** Begin **
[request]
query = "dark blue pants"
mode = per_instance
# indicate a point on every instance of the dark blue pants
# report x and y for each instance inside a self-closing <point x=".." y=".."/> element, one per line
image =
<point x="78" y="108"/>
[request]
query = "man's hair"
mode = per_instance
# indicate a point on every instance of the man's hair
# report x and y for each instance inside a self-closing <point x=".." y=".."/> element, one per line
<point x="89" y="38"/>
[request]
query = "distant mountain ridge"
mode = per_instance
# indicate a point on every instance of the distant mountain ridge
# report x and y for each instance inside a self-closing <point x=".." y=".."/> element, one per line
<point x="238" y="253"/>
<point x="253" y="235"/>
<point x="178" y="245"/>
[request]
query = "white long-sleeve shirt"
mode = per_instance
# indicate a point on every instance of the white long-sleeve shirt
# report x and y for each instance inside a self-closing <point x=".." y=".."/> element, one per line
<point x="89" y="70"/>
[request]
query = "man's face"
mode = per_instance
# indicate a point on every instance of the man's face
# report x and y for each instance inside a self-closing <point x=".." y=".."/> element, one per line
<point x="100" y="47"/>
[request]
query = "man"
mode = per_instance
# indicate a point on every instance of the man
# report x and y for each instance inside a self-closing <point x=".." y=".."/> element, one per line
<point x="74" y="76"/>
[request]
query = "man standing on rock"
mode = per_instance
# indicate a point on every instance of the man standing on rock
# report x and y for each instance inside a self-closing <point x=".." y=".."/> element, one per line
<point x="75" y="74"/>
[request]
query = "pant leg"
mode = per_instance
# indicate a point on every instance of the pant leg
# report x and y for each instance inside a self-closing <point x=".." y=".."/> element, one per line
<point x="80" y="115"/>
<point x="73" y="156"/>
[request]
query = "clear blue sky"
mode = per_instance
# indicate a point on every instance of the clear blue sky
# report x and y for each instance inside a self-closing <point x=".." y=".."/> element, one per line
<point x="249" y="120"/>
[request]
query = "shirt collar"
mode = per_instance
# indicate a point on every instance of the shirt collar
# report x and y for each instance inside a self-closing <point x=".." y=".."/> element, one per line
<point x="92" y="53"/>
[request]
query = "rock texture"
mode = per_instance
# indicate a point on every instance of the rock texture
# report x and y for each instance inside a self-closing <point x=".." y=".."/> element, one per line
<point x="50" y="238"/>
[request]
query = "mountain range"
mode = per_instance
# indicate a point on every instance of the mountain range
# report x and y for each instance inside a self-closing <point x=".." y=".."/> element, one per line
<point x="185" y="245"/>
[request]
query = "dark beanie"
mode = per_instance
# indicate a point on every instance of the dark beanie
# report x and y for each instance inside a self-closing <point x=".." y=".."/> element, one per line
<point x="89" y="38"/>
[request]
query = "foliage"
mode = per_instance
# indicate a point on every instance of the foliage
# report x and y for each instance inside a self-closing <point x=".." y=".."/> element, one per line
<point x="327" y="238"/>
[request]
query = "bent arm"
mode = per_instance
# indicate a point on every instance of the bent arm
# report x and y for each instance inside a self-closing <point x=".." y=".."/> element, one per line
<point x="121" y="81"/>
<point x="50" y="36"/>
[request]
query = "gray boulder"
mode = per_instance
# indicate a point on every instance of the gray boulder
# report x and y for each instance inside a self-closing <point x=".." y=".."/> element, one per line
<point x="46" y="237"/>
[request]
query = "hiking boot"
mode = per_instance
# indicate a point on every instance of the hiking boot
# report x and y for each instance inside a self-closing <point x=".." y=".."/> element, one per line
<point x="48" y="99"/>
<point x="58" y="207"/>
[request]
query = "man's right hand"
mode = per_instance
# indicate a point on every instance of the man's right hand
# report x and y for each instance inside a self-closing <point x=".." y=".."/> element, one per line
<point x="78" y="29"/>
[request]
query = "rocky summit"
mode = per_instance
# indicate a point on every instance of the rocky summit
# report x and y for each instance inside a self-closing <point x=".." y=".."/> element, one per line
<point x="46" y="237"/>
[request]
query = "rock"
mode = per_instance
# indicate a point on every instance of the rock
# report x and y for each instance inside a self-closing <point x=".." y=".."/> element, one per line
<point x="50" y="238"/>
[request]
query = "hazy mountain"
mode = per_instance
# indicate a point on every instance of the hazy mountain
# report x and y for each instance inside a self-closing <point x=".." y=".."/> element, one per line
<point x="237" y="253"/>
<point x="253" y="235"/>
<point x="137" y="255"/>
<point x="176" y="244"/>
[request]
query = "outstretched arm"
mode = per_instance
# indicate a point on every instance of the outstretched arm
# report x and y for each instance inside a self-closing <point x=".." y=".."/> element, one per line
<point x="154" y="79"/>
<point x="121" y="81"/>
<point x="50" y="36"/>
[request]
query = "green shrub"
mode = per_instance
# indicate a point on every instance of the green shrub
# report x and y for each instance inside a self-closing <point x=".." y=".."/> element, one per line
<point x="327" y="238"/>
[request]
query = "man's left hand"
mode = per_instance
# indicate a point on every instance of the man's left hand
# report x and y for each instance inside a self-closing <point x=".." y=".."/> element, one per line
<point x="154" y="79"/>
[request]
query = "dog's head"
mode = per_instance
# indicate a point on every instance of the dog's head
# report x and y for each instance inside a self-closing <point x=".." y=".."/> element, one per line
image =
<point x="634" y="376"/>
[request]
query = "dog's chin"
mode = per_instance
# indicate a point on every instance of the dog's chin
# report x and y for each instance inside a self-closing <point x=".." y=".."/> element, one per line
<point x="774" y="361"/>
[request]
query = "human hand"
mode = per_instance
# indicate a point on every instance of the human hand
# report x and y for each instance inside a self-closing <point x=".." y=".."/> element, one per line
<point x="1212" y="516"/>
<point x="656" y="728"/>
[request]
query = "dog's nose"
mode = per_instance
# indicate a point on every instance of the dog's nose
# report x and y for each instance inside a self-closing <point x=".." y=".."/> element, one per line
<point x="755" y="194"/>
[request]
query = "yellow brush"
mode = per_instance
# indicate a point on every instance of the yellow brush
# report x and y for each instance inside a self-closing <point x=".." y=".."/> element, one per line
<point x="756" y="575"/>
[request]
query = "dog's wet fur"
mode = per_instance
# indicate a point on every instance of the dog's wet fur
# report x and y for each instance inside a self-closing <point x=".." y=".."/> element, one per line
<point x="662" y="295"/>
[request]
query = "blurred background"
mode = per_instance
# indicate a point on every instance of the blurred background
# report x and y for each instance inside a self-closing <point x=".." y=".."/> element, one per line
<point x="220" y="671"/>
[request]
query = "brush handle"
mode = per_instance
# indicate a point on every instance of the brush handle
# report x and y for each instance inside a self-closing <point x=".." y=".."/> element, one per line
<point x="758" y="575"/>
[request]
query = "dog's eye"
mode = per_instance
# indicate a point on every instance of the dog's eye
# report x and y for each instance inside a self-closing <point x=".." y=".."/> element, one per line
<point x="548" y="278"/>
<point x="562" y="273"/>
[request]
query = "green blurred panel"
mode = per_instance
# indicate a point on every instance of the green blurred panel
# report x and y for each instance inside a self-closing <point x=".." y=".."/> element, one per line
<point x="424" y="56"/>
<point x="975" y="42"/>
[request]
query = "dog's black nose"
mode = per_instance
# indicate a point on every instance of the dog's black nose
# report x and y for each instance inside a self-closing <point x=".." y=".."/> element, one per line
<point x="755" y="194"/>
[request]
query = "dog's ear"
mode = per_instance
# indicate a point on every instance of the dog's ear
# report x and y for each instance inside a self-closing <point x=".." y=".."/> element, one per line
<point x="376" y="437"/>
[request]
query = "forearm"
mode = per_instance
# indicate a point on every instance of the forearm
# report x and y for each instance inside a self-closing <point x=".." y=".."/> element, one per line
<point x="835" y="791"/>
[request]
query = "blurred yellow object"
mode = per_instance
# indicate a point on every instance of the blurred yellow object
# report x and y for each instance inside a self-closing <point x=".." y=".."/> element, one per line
** End **
THE REQUEST: Retype every record above exactly as written.

FULL OUTPUT:
[request]
query = "dark blue pants"
mode = per_instance
# indicate a point on every instance of the dark blue pants
# report x and y for each instance inside a self-closing <point x=".." y=".."/> element, one per line
image =
<point x="78" y="108"/>
[request]
query = "man's hair"
mode = per_instance
# indicate a point on every instance of the man's hair
# report x and y for each instance inside a self-closing <point x=".." y=".."/> element, one per line
<point x="89" y="38"/>
[request]
query = "distant mountain ridge"
mode = per_instance
# indicate a point on every instance of the distant mountain ridge
# report x and y for each instance inside a self-closing <point x=".." y=".."/> element, one per line
<point x="238" y="253"/>
<point x="253" y="235"/>
<point x="178" y="245"/>
[request]
query = "white long-sleeve shirt"
mode = per_instance
# indicate a point on every instance of the white long-sleeve shirt
# report x and y for each instance inside a self-closing <point x=".." y=".."/> element, one per line
<point x="89" y="70"/>
[request]
query = "man's face"
mode = per_instance
# indicate a point on every instance of the man's face
# report x and y for each instance inside a self-closing <point x=".." y=".."/> element, one per line
<point x="100" y="47"/>
[request]
query = "man"
mode = per_instance
# indicate a point on every instance of the man
# report x and y for each instance inside a self-closing <point x=".." y=".."/> element, one per line
<point x="74" y="76"/>
[request]
query = "man standing on rock"
mode = per_instance
# indicate a point on every instance of the man standing on rock
# report x and y for each instance inside a self-closing <point x=".." y=".."/> element, one per line
<point x="75" y="74"/>
[request]
query = "pant leg"
mode = per_instance
# indicate a point on every instance of the pant leg
# report x and y for each instance inside a self-closing <point x=".." y=".."/> element, one per line
<point x="80" y="115"/>
<point x="73" y="156"/>
[request]
query = "clear blue sky"
mode = per_instance
# indicate a point on every instance of the clear blue sky
# report x and y for each instance inside a self-closing <point x=".." y=".."/> element, one per line
<point x="249" y="120"/>
[request]
query = "shirt collar"
mode = per_instance
# indicate a point on every instance of the shirt collar
# report x and y for each instance inside a self-closing <point x=".." y=".."/> element, one per line
<point x="92" y="53"/>
[request]
query = "rock texture"
mode = per_instance
# indicate a point on every instance of the rock texture
# report x and y for each instance inside a self-closing <point x=".." y=".."/> element, one per line
<point x="50" y="238"/>
[request]
query = "mountain range"
mode = per_instance
# indicate a point on every instance of the mountain range
# report x and y for each instance inside a self-closing <point x=".." y=".."/> element, one per line
<point x="185" y="245"/>
[request]
query = "dark beanie"
mode = per_instance
# indicate a point on every instance of the dark beanie
# report x and y for each instance inside a self-closing <point x=".." y=".."/> element, one per line
<point x="89" y="38"/>
[request]
query = "foliage"
mode = per_instance
# indicate a point on every instance of the foliage
# report x and y for each instance inside a self-closing <point x=".." y=".."/> element, one per line
<point x="327" y="238"/>
[request]
query = "bent arm"
mode = per_instance
# indicate a point on every instance of the bent arm
# report x and y for each instance inside a self-closing <point x=".." y=".."/> element, one per line
<point x="121" y="81"/>
<point x="50" y="36"/>
[request]
query = "gray boulder"
mode = per_instance
# indicate a point on every instance of the gray boulder
# report x and y for each instance inside a self-closing <point x=".." y=".."/> element, one per line
<point x="46" y="237"/>
[request]
query = "hiking boot"
mode = per_instance
# indicate a point on every instance of the hiking boot
# report x and y for each instance inside a self-closing <point x=".." y=".."/> element, one per line
<point x="48" y="99"/>
<point x="58" y="207"/>
[request]
query = "man's right hand"
mode = per_instance
# indicate a point on every instance of the man's right hand
# report x and y for each instance inside a self-closing <point x=".." y=".."/> element, one per line
<point x="78" y="29"/>
[request]
query = "rocky summit"
mode = per_instance
# indicate a point on every instance of the rocky summit
# report x and y for each instance inside a self-closing <point x=".." y=".."/> element, one per line
<point x="46" y="237"/>
[request]
query = "rock"
mode = per_instance
# indicate a point on every instance of the rock
# report x and y for each instance inside a self-closing <point x=".." y=".."/> element, one per line
<point x="50" y="238"/>
[request]
query = "hazy mountain"
mode = per_instance
# indicate a point on every instance of the hazy mountain
# report x and y for each instance inside a self-closing <point x=".." y=".."/> element, one per line
<point x="237" y="253"/>
<point x="253" y="235"/>
<point x="137" y="255"/>
<point x="176" y="244"/>
[request]
query = "outstretched arm"
mode = per_instance
# indicate a point on every instance of the outstretched arm
# report x and y for each instance inside a self-closing <point x=".." y=".."/> element, one per line
<point x="154" y="79"/>
<point x="121" y="81"/>
<point x="50" y="36"/>
[request]
query = "green shrub"
mode = per_instance
# indicate a point on every instance of the green shrub
# report x and y for each instance inside a self-closing <point x=".." y=".."/> element, one per line
<point x="327" y="238"/>
[request]
query = "man's left hand"
mode = per_instance
# indicate a point on every instance of the man's left hand
# report x and y for each instance inside a self-closing <point x=".." y=".."/> element, one per line
<point x="154" y="79"/>
[request]
query = "dog's head"
mode = per_instance
# indicate a point on every instance of the dog's head
# report x and y for each instance inside a self-closing <point x=".." y=".."/> element, one per line
image =
<point x="634" y="376"/>
[request]
query = "dog's chin"
mode = per_instance
# indicate a point on every instance of the dog's chin
# report x and y for each instance inside a self-closing <point x=".." y=".."/> element, one per line
<point x="774" y="361"/>
[request]
query = "human hand"
mode = per_instance
# indicate a point on every instance of the human hand
# report x and y for each instance inside a self-closing <point x=".." y=".."/> element, one per line
<point x="1212" y="516"/>
<point x="656" y="728"/>
[request]
query = "dog's nose"
mode = per_instance
# indicate a point on every instance of the dog's nose
# report x and y for each instance inside a self-closing <point x=".." y=".."/> element, one per line
<point x="755" y="194"/>
[request]
query = "yellow brush"
mode = per_instance
# indicate a point on every instance of the yellow brush
# report x and y for each instance inside a self-closing <point x=".." y=".."/> element, one per line
<point x="756" y="575"/>
[request]
query = "dog's wet fur"
mode = per_instance
# indicate a point on every instance of the dog's wet fur
# report x and y for each instance inside a self-closing <point x=".." y=".."/> element, one per line
<point x="662" y="295"/>
[request]
query = "blurred background"
mode = per_instance
# indicate a point on every instance of the blurred background
# report x and y for each instance inside a self-closing <point x=".." y=".."/> element, one per line
<point x="220" y="671"/>
[request]
query = "brush handle"
mode = per_instance
# indicate a point on every instance of the brush handle
# report x and y for each instance inside a self-closing <point x=".." y=".."/> element, one per line
<point x="758" y="575"/>
[request]
query = "dog's eye"
mode = per_instance
# indicate a point on every instance of the dog's eye
# report x and y for each instance inside a self-closing <point x=".." y=".."/> element, one per line
<point x="548" y="278"/>
<point x="562" y="273"/>
[request]
query = "green blurred panel"
mode = per_instance
# indicate a point on every instance of the green blurred panel
# report x and y for each instance inside a self-closing <point x=".." y=".."/> element, one per line
<point x="424" y="56"/>
<point x="975" y="42"/>
[request]
query = "dog's black nose"
mode = per_instance
# indicate a point on every instance of the dog's black nose
# report x and y for each instance inside a self-closing <point x=".." y=".."/> element, one per line
<point x="755" y="194"/>
[request]
query = "dog's ear"
mode = per_instance
# indicate a point on every instance of the dog's ear
# report x and y for each instance inside a self-closing <point x=".." y=".."/> element, one per line
<point x="376" y="437"/>
[request]
query = "forearm"
mode = per_instance
# indicate a point on every instance of the forearm
# report x and y for each instance inside a self-closing <point x=".." y=".."/> element, one per line
<point x="835" y="791"/>
[request]
query = "blurred yellow object"
mode = per_instance
# indicate a point on every instance of the blurred yellow object
# report x and y for each instance inside a self-closing <point x=".." y=".."/> element, one per line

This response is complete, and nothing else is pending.